**Brief**. Reproduce the article on Football for Foodbanks word for word, beginning at the words "Gary Neville’s above" and stopping after the words "joining the European Super League.".

[[ Extract provided open ]]

Football for Foodbanks: The social enterprise using football as a force for good

Written by Cosmo Teare

“Seriously, you have got to stamp on this. It’s a criminal act against football fans in this country. Punish them. They will probably hide in a few weeks, and say it was nothing to do with them, they were only talking about it. Seriously, in the midst of a pandemic, an economic crisis and these lot are having Zoom calls about breaking away and basically creating more greed? Joke.”

Gary Neville’s above response to the news that the Premier League’s ‘Top Six’ clubs would be breaking away from the English League to form a so-called ‘European Super League’ captured the mood of the nation.

Stunned by the avarice of it all, Gary Lineker’s tweet epitomises the reaction of the fans. After a year in which supporters have been unable to support their club in person, where many have lost their jobs due to the impact of Covid-19, as unemployment rates soared, and 127,000 families have lost loved ones, this truly felt like a slap in the face to anyone with even the most fleeting interest in football.

Amidst the chaos of it all, an altogether more positive force in football announced that they too would be joining the European Super League.

Football for Foodbanks, a Sheffield Social Enterprise said in a typically tongue-in-cheek press release:

“We have joined the European Super League. Okay, that’s obviously not true. Over at Football for Foodbanks we’re starting to think football at its most elite level is starting to lose its way a bit. Football should be about bringing a sense of community to the local area, supporting each other, a common goal for the people.”

[[ Extract provided closed ]]
[[ Data provided open ]]

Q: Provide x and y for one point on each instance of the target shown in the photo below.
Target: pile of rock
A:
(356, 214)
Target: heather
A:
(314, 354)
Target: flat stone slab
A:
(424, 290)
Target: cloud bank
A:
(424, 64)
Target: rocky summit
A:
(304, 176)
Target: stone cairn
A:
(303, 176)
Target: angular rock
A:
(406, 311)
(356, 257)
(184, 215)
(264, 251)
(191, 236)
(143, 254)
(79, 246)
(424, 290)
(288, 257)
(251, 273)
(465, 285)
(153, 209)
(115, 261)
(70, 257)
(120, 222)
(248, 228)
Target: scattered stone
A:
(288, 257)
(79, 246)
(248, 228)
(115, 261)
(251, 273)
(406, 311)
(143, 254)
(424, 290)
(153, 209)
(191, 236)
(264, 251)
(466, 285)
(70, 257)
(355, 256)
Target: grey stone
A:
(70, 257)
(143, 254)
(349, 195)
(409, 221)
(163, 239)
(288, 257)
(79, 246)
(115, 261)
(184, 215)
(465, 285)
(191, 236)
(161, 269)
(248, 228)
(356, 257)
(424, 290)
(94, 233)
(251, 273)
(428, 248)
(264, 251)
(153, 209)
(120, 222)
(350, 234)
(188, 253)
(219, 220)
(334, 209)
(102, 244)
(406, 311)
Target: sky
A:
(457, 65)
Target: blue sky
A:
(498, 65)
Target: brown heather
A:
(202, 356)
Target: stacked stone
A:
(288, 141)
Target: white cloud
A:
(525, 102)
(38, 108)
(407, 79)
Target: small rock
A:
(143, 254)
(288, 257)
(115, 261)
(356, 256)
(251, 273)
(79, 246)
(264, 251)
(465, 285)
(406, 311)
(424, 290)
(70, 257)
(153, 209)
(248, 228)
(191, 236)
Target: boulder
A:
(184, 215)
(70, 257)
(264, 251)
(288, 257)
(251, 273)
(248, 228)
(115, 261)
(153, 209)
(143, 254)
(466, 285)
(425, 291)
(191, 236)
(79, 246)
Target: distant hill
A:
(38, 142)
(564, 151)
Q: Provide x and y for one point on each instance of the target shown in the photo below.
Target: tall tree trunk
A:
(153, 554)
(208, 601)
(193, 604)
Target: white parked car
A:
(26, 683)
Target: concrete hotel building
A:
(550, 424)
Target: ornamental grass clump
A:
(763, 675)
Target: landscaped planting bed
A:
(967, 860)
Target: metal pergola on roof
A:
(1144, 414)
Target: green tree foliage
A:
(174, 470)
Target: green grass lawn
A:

[[ Data provided closed ]]

**Response for this exercise**.
Gary Neville’s above response to the news that the Premier League’s ‘Top Six’ clubs would be breaking away from the English League to form a so-called ‘European Super League’ captured the mood of the nation.

Stunned by the avarice of it all, Gary Lineker’s tweet epitomises the reaction of the fans. After a year in which supporters have been unable to support their club in person, where many have lost their jobs due to the impact of Covid-19, as unemployment rates soared, and 127,000 families have lost loved ones, this truly felt like a slap in the face to anyone with even the most fleeting interest in football.

Amidst the chaos of it all, an altogether more positive force in football announced that they too would be joining the European Super League.